Job
Rewrite the data below with "Place one marker per instance" changed to "Put a single marker on each instance" everywhere it occurs and everything else left as it is. Omit the pictures from your answer.

Material
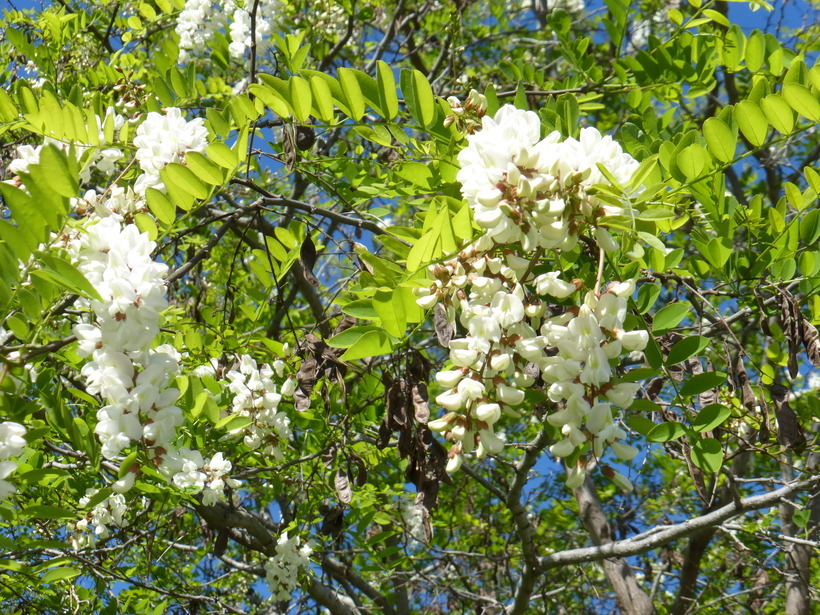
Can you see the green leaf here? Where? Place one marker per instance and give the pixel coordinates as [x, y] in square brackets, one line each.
[702, 382]
[718, 251]
[710, 417]
[30, 221]
[640, 424]
[752, 122]
[61, 180]
[275, 98]
[48, 512]
[386, 83]
[802, 100]
[322, 99]
[233, 422]
[8, 110]
[670, 316]
[418, 96]
[300, 98]
[707, 454]
[160, 206]
[68, 276]
[204, 169]
[810, 227]
[350, 336]
[691, 161]
[665, 432]
[352, 92]
[223, 155]
[720, 140]
[755, 51]
[360, 308]
[371, 344]
[647, 295]
[778, 112]
[178, 176]
[59, 574]
[656, 213]
[686, 348]
[390, 308]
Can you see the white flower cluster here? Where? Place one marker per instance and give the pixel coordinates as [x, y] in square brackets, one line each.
[281, 570]
[110, 511]
[201, 19]
[198, 22]
[12, 443]
[256, 396]
[531, 192]
[162, 139]
[582, 381]
[130, 376]
[187, 469]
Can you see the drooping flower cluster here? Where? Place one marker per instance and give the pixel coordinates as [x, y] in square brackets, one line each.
[201, 19]
[532, 191]
[530, 195]
[12, 443]
[581, 379]
[162, 139]
[256, 396]
[187, 469]
[282, 570]
[130, 376]
[111, 511]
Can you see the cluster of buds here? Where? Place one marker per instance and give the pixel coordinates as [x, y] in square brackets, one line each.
[531, 194]
[131, 95]
[467, 117]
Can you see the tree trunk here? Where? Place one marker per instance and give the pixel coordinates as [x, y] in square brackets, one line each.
[798, 556]
[632, 599]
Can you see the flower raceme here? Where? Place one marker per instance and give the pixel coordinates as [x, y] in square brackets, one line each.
[530, 195]
[12, 443]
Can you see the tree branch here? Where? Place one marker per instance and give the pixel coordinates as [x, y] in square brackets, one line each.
[662, 535]
[523, 526]
[631, 597]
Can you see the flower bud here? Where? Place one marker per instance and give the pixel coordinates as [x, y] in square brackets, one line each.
[489, 413]
[491, 443]
[454, 464]
[562, 448]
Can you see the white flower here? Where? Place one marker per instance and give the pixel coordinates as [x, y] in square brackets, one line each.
[162, 139]
[633, 340]
[549, 284]
[281, 570]
[6, 488]
[12, 440]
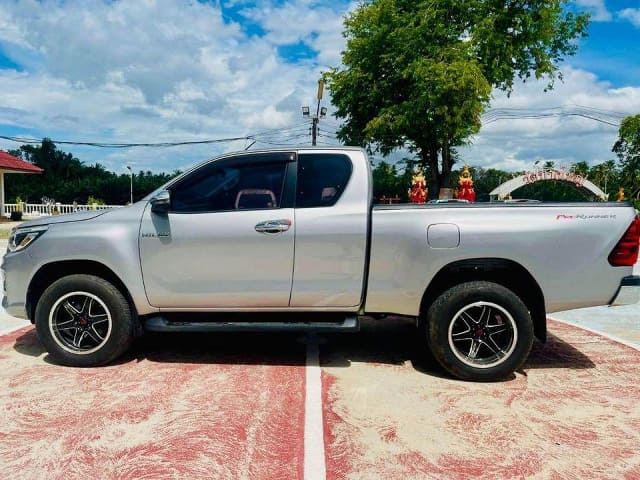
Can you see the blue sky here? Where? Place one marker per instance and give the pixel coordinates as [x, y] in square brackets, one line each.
[174, 70]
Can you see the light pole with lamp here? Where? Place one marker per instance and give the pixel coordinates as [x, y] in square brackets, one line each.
[320, 113]
[131, 176]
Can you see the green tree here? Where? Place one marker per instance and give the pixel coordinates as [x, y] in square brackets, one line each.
[418, 74]
[66, 179]
[627, 147]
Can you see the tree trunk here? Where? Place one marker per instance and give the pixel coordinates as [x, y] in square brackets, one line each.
[429, 158]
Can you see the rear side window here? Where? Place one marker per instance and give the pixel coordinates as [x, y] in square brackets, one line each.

Right answer
Can you see the green leaf here? Where? Put a single marker on each instance and give the pixel coordinates as [x, y] in square brackets, one line each.
[702, 382]
[718, 251]
[710, 417]
[30, 221]
[640, 424]
[752, 122]
[61, 180]
[275, 98]
[48, 512]
[386, 83]
[802, 100]
[322, 99]
[233, 422]
[8, 110]
[670, 316]
[418, 96]
[300, 98]
[707, 454]
[160, 206]
[68, 276]
[204, 169]
[810, 227]
[350, 336]
[691, 161]
[665, 432]
[352, 92]
[223, 155]
[720, 140]
[755, 51]
[360, 308]
[371, 344]
[647, 295]
[778, 112]
[178, 176]
[59, 574]
[656, 213]
[686, 348]
[390, 308]
Can you see the white flower cluster here? Where? Put a single marker on each instance and give the pixel coordinates as [x, y] in square brackets, one line each.
[281, 570]
[110, 511]
[201, 19]
[198, 22]
[12, 443]
[256, 396]
[531, 192]
[162, 139]
[582, 381]
[130, 376]
[187, 469]
Can you see the drooping flower cluster here? Where? Put a single marker on each instance and give the pixel coordinates as [x, y] in square brackets, one line each.
[201, 19]
[532, 191]
[530, 195]
[12, 443]
[581, 379]
[162, 139]
[256, 396]
[187, 469]
[282, 570]
[130, 376]
[111, 511]
Can you see the cluster of buds here? Where? Put a single marker on each instance and give the pixel coordinates as [x, y] in square brackets, one line each.
[531, 194]
[131, 95]
[467, 117]
Can you see the tree trunk here? Where? Put a single marker on each instance and give the pixel coordinates as [x, y] in square brackets, one line each.
[798, 556]
[632, 599]
Can you see the flower raceme here? Where? Put a single marker on each instance and give the pixel coordinates as [x, y] in square brackets, one line each.
[530, 195]
[12, 443]
Can you see the tree branch here? Where? Put a single marker on each instance and give the pixel coordinates as [x, y] in square brackets, one line each.
[662, 535]
[523, 526]
[631, 597]
Can you see the flower bud here? Where? Put a single marker on each instance and give the pixel coordinates as [x, y] in square brackets, one line each.
[489, 413]
[491, 443]
[454, 464]
[562, 448]
Can you see the white flower here? Where? Put a single marker on each instance and give the pixel coordinates as [x, y] in square brackets, one line each.
[162, 139]
[633, 340]
[549, 284]
[281, 570]
[6, 488]
[12, 440]
Can you see the blue sky here? Where? Put a single marker on each instance and give the pixel coordinates as [x, y] in square brackets, one line each.
[174, 70]
Can you see the light pole with lamp here? Where? Put a single marker on each instance and give the pixel coordinates as [x, y] in square brackets, one line each.
[320, 113]
[131, 176]
Can you see the green tree here? Where? Put a single marker on each instance and give the pixel coordinates as [x, y] in square brackets, one line each.
[418, 74]
[66, 179]
[627, 147]
Can you see the tree trunk here? Where? Put a single marker on each instance and give the pixel coordinates as [x, y] in square brackets, one line each.
[429, 158]
Can you see the rear side window here? Where? Put a single marker on each instance and give the pixel coordinates as [x, y] in square brackets, one line each.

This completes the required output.